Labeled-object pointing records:

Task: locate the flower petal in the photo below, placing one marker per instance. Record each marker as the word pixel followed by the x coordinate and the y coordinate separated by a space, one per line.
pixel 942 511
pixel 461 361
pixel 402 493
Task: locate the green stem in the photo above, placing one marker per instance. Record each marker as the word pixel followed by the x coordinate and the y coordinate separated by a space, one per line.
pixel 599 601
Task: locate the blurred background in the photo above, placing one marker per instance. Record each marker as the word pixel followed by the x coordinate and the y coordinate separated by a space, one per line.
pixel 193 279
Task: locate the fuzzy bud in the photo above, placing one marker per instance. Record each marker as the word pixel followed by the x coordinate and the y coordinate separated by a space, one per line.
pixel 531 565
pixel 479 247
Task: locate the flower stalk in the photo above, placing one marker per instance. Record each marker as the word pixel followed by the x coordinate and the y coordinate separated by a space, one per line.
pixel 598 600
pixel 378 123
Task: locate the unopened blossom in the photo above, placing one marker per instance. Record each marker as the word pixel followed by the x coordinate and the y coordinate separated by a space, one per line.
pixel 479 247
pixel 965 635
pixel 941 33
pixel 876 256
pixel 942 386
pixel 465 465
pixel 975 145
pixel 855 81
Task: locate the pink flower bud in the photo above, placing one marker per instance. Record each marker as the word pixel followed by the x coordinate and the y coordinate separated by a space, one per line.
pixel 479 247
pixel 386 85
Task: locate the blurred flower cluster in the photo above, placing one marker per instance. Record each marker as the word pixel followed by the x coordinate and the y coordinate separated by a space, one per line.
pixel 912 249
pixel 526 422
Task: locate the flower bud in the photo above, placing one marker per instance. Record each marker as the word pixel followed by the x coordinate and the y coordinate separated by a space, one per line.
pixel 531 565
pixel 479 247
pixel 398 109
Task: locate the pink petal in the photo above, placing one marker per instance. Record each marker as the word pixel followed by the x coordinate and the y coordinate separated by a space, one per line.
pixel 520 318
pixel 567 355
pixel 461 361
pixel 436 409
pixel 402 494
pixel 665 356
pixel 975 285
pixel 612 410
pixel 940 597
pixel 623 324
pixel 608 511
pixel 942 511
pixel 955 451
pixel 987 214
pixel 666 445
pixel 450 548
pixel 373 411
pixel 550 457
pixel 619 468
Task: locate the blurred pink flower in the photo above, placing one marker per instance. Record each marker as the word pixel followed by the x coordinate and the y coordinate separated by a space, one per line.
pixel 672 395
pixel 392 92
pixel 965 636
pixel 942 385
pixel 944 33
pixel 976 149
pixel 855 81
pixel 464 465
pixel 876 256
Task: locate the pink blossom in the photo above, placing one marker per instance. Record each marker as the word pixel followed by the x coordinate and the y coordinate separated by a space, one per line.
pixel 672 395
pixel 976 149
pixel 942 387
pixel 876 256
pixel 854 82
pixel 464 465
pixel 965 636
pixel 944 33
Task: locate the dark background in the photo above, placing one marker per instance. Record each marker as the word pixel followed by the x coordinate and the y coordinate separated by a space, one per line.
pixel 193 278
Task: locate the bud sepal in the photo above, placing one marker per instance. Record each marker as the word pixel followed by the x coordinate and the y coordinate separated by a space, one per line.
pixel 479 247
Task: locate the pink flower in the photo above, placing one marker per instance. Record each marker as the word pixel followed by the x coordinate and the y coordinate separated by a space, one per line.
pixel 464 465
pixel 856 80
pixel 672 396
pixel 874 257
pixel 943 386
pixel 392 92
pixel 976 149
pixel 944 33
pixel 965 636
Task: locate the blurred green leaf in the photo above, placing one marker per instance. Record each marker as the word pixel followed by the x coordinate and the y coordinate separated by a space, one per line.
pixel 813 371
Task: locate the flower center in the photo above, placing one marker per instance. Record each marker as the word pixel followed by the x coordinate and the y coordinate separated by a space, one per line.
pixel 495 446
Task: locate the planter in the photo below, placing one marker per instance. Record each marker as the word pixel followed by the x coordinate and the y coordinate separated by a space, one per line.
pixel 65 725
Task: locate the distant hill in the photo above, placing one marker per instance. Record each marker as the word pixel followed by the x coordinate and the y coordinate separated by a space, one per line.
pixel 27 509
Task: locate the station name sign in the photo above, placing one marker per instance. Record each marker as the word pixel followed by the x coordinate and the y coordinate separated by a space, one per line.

* WHAT YOU HAVE TO DO
Return every one of the records above word for word, with each line unchanged and in the same order.

* ANSWER IN FULL
Task: locate the flower petal in the photo below, placing one marker per instance. Record each marker as the word pixel followed by the x coordinate and the y coordinate separated by a space, one per line.
pixel 942 511
pixel 461 361
pixel 402 493
Task: locate the green stem in the photo above, placing one marker per instance. Record each marker as the word pixel followed by the x coordinate and the y coordinate separated by a space, one per line.
pixel 599 601
Task: locate the blurred background in the photo above, placing one marker per instance. Record each marker as the word pixel followed by the x coordinate and the y coordinate separated by a space, one per line.
pixel 193 279
Task: locate the fuzzy bud in the photo above, placing one marker per instance. Record each marker as the word pixel followed by the x coordinate and the y coordinate separated by a space, one per line.
pixel 531 565
pixel 479 247
Task: locate the flower stalk in the photo above, placing one marker per instance. Record each marker as the word pixel followed by the x coordinate and the y coordinate separated by a space, one per line.
pixel 598 600
pixel 378 123
Task: locate the unopened blossom in the photo above, placing one marker per instance. Record each marker as the word pixel followed by the x coordinate and the y coordinate separated by a space, one per line.
pixel 479 247
pixel 965 635
pixel 941 33
pixel 876 256
pixel 942 386
pixel 465 465
pixel 975 145
pixel 855 81
Task: locate the pink flower bud in the photo above, placing one marker per instance. Record each marker as the word pixel followed by the x coordinate and the y coordinate separated by a space, one per line.
pixel 479 247
pixel 386 85
Task: locate the blurred flower cluster in the photo above, placing one marker per instance. Record each marker as the word pixel followed by the x coordinate and the y coordinate separated by a space, one per line.
pixel 912 249
pixel 526 422
Task: locate the flower bud in the photo above, placing one marker per instance. Record each marker as the word pixel followed by the x coordinate and the y coordinate separated by a space, one per line.
pixel 531 565
pixel 479 247
pixel 398 109
Task: locate the pink petal in the photo above, placing one marker per instance. Record each marker as the word pixel followed by the x coordinate and the y coordinate separated by a space, one per line.
pixel 520 318
pixel 567 355
pixel 461 361
pixel 436 409
pixel 402 494
pixel 665 356
pixel 975 285
pixel 612 410
pixel 940 597
pixel 623 324
pixel 608 511
pixel 942 511
pixel 955 451
pixel 987 214
pixel 666 445
pixel 450 548
pixel 373 411
pixel 550 457
pixel 619 468
Task: locate the blurred pink flower in the photo above, placing one marker per instance. Record each marker as the word pixel followed by the x coordinate and the y coordinate separated by a space, one per line.
pixel 672 395
pixel 392 92
pixel 965 636
pixel 942 385
pixel 944 33
pixel 976 149
pixel 855 81
pixel 464 465
pixel 876 256
Task: locate the pink blossom in the photo above, placing one marker per instance. Record each marker as the word pixel followed by the x coordinate and the y coordinate separated by a space, one per line.
pixel 672 395
pixel 976 149
pixel 942 387
pixel 876 256
pixel 854 82
pixel 464 465
pixel 965 636
pixel 944 33
Task: locate the dark background in the photo above, placing one marker per instance. Record each marker as the word pixel followed by the x coordinate and the y coordinate separated by a space, one per line.
pixel 193 278
Task: locate the bud sepal in the photo above, placing one marker per instance. Record each marker as the word pixel followed by the x coordinate and the y coordinate separated by a space, one per line.
pixel 479 247
Task: locate the pink flower in the photo above, placing one marker per instance. Record each marker as the word pixel followed by the x coordinate and the y coordinate separated by a space, one per line.
pixel 464 465
pixel 856 80
pixel 672 396
pixel 874 257
pixel 943 386
pixel 392 92
pixel 976 149
pixel 944 33
pixel 965 636
Task: locate the blurred green leaf in the photo above, placing one marker per instance. Record each marker as the word pixel followed by the x coordinate and the y coordinate separated by a space, one per line.
pixel 813 371
Task: locate the flower center in the photo above, placing one marker per instance. Record each marker as the word pixel followed by the x coordinate and the y coordinate separated by a space, one per line.
pixel 495 446
Task: locate the planter in the photo below, placing one marker per instance. Record each marker as the word pixel followed by the x coordinate and the y coordinate separated by a space, one per line.
pixel 65 725
Task: locate the distant hill in the photo above, placing one marker per instance. Record each marker as the word pixel followed by the x coordinate and the y coordinate separated by a space, one per line.
pixel 27 509
Task: locate the station name sign in the photo above, placing one marker per instance. Record each marker as the word pixel followed by the x coordinate and the y coordinate separated by a space, one per line.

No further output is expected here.